*DOKUMEN SUMBER*:
--
History

History
"History Make Me Happy"

Friday 19 August 2016

FOLKLOR INDONESIA DAN JEPANG: SEBUAH PERBANDINGAN
(Bag.2)

B. Sejarah Penelitian folklor Jepang dan Indonesia
Seperti halnya di Indonesia, folklor sudah lama dikumpulkan orang di Jepang, terutama oleh ahli-ahli dari kalangan ilmu humaniora. Perbedaannya, di Jepang sejak dahulu para pengumpulnya adalah orang Jepang sendiri. Sedangkan di Indonesia, para pengumpulnya pada masa lalu pada umumnya orang Eropa, terutama orang Belanda. Selain itu di Indonesia bahan-bahan folklor dikumpulkan bukan oleh ahli-ahli folklor, melainkan oleh ahli-ahli dari disiplin lain seperti filologi, antropologi budaya, musikologi, teologi, para pegawai pangreh praja kolonial Belanda dan sebagainya. Sedangkan di Jepang folklor sudah dikumpulkan oleh ahli yang menyebutkan dirinya ahli atau pencinta folklor.
--
*SOAL 1*: Ketik ulang tanpa perubahan bagian dokumen sumber yang dimulai dari "B. Sejarah Penelitian" dan berakhir di "atau pencinta folklor.".
*SOAL 2*: Menurut dokumen sumber, siapa yang pada masa lalu umumnya mengumpulkan folklor di Indonesia?
Data di bawah ini adalah bahan tersendiri yang tidak berkaitan dengan dokumen sumber.
--
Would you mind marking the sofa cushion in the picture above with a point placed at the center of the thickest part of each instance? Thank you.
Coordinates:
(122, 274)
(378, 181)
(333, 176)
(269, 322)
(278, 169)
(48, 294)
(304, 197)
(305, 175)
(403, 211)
--
*JAWABAN LENGKAP 1*:
B. Sejarah Penelitian folklor Jepang dan Indonesia
Seperti halnya di Indonesia, folklor sudah lama dikumpulkan orang di Jepang, terutama oleh ahli-ahli dari kalangan ilmu humaniora. Perbedaannya, di Jepang sejak dahulu para pengumpulnya adalah orang Jepang sendiri. Sedangkan di Indonesia, para pengumpulnya pada masa lalu pada umumnya orang Eropa, terutama orang Belanda. Selain itu di Indonesia bahan-bahan folklor dikumpulkan bukan oleh ahli-ahli folklor, melainkan oleh ahli-ahli dari disiplin lain seperti filologi, antropologi budaya, musikologi, teologi, para pegawai pangreh praja kolonial Belanda dan sebagainya. Sedangkan di Jepang folklor sudah dikumpulkan oleh ahli yang menyebutkan dirinya ahli atau pencinta folklor.

*JAWABAN LENGKAP 2*: Orang Eropa, terutama orang Belanda.